**Excerpted text:**
——————————

Deb Lavender challenges Koenig in 2020 race for Senate seat representing Sunset Hills

Pictured above, from left: Rep. Deb Lavender, D-Kirkwood, addresses the Tesson Ferry Democrat Organization at its September 2019 meeting. Photo by Erin Achenbach. Right: Sen. Andrew Koenig, R-Manchester, speaks at the Tesson Ferry Republican Club last summer. Photo by Jessica Belle Kramer. 

By Erin Achenbach
Staff Reporter
eachenbach@callnewspapers.com

A current state legislator and physical therapist from Kirkwood is looking to turn a historically red state Senate district blue in 2020.

Deb Lavender

State Rep. Deb Lavender, a Democrat, announced in May that she is launching a 2020 bid for state Senate District 15, currently held by Sen. Andrew Koenig, R-Manchester. The district includes parts of Sunset Hills, Ballwin, Manchester and Kirkwood and for at least the past three election cycles has gone to Republicans.

“I woke up after session and realized that our state senator is too extreme for the district. That he is very vulnerable,” said Lavender on her decision to run.

——————————

**Parts of the exercise:**
1: Repeat the article about Deb Lavender's Senate bid word for word, from "A current state" to "decision to run.".
2: Using the article about Deb Lavender's Senate bid, answer:
(a) Who took the photo of Sen. Andrew Koenig?
(b) Besides being a state legislator, what is Lavender's profession?
(c) To which party does Lavender belong?
The data after this point comes from a separate source.

——————————

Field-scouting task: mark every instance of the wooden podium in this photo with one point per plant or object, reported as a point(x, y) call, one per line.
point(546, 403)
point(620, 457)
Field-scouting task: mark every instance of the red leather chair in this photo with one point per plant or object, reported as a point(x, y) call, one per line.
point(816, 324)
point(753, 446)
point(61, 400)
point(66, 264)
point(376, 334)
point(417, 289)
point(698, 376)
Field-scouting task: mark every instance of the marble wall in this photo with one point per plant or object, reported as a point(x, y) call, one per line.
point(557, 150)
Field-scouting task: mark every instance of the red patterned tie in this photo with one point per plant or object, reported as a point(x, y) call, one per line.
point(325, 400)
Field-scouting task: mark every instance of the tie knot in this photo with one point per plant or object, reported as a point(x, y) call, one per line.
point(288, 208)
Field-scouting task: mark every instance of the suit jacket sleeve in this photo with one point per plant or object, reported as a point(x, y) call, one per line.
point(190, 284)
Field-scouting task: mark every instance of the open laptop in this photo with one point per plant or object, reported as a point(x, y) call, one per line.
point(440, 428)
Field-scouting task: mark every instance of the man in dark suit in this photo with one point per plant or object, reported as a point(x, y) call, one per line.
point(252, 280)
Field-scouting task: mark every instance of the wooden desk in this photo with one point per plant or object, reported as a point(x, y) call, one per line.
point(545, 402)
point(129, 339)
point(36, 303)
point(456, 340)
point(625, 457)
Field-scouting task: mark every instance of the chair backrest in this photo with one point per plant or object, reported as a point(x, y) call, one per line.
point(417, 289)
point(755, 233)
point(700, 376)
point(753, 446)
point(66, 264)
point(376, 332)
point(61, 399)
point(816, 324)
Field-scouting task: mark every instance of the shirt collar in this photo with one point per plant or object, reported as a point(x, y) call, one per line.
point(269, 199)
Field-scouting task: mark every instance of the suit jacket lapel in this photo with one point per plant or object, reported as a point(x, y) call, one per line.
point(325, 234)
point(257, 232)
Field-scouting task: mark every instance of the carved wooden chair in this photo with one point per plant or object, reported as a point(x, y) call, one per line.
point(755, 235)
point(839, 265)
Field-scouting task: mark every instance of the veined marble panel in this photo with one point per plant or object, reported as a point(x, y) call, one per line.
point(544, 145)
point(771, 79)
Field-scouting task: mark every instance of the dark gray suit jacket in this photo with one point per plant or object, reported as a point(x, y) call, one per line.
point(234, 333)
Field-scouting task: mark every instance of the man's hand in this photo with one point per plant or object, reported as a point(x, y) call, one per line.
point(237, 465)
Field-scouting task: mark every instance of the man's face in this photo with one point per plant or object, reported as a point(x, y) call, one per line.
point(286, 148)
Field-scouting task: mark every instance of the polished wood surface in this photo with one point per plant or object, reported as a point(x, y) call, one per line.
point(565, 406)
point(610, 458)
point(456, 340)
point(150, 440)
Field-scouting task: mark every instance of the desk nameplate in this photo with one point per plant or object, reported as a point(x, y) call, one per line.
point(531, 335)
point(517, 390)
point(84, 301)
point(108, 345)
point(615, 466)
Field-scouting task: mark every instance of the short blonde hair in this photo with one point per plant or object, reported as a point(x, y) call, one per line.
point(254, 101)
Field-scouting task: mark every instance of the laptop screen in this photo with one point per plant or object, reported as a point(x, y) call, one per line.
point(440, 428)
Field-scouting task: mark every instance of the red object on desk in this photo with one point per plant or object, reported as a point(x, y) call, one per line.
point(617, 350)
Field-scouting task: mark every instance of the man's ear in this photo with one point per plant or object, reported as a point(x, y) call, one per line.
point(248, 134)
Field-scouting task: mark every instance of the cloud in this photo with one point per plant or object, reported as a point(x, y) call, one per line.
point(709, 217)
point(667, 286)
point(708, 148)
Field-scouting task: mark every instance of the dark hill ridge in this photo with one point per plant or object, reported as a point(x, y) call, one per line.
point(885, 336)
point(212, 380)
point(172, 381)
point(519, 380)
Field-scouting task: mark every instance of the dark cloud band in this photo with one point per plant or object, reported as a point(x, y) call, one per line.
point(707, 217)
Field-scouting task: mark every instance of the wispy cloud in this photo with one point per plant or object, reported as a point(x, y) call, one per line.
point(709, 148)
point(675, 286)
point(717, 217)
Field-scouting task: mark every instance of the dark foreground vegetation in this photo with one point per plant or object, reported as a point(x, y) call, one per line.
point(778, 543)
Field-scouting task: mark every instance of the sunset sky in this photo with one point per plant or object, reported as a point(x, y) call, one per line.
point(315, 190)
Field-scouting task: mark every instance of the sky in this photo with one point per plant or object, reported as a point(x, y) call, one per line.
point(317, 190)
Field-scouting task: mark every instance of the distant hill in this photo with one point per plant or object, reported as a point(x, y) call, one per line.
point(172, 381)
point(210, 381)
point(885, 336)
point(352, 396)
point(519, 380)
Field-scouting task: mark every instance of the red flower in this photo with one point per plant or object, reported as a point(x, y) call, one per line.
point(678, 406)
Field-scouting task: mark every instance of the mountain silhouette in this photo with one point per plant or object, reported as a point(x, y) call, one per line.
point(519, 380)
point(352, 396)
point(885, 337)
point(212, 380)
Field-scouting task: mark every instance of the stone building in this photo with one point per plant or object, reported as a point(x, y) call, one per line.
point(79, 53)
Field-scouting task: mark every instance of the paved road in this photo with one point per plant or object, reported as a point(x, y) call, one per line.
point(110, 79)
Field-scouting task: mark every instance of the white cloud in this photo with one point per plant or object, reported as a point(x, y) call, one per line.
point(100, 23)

——————————

**Your responses:**
1:
A current state legislator and physical therapist from Kirkwood is looking to turn a historically red state Senate district blue in 2020.

Deb Lavender

State Rep. Deb Lavender, a Democrat, announced in May that she is launching a 2020 bid for state Senate District 15, currently held by Sen. Andrew Koenig, R-Manchester. The district includes parts of Sunset Hills, Ballwin, Manchester and Kirkwood and for at least the past three election cycles has gone to Republicans.

“I woke up after session and realized that our state senator is too extreme for the district. That he is very vulnerable,” said Lavender on her decision to run.

2:
(a) Jessica Belle Kramer
(b) Physical therapist
(c) Democratic Party